Extracted records
-.-.-
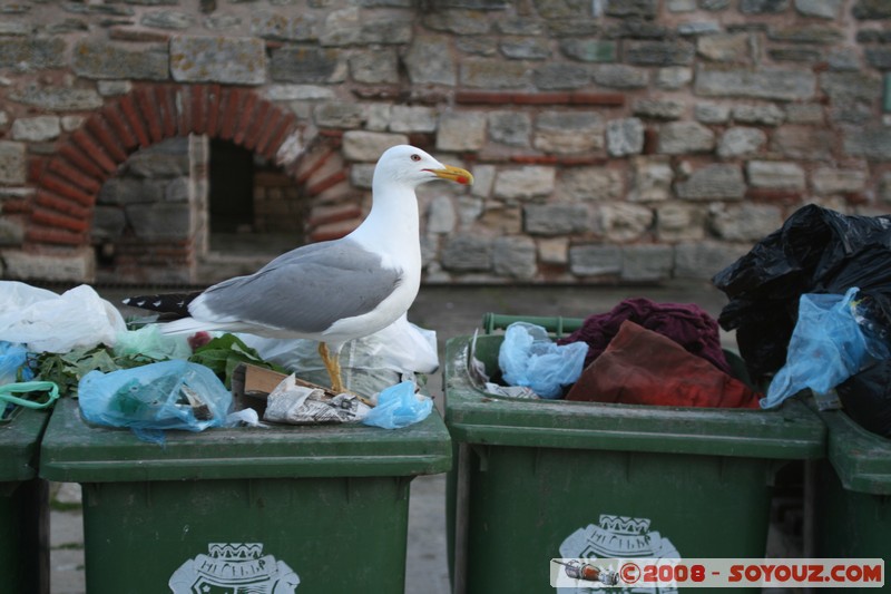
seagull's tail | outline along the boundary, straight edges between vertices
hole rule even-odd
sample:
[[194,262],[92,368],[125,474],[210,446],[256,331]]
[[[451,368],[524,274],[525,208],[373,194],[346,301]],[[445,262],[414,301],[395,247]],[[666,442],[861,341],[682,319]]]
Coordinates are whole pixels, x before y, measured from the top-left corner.
[[143,310],[159,311],[174,314],[176,318],[185,318],[188,313],[188,304],[192,303],[200,291],[188,293],[160,293],[156,295],[138,295],[123,300],[125,305],[139,308]]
-.-.-
● **GIVEN PROBLEM**
Reproduce the data above verbatim, omitting the picture.

● **TASK SOLUTION**
seagull's tail | outline along the boundary, straight edges between vertices
hole rule even-odd
sample:
[[194,262],[92,368],[125,474],[210,446],[256,331]]
[[[451,368],[524,274],[525,208],[373,194],[346,301]],[[445,262],[414,301],[395,247]],[[666,442],[861,341],[682,319]]]
Coordinates are whole pixels, x before y, measured from the top-left corner.
[[143,310],[159,311],[174,314],[176,318],[185,318],[188,313],[188,304],[192,303],[200,291],[188,293],[160,293],[156,295],[138,295],[123,300],[125,305],[139,308]]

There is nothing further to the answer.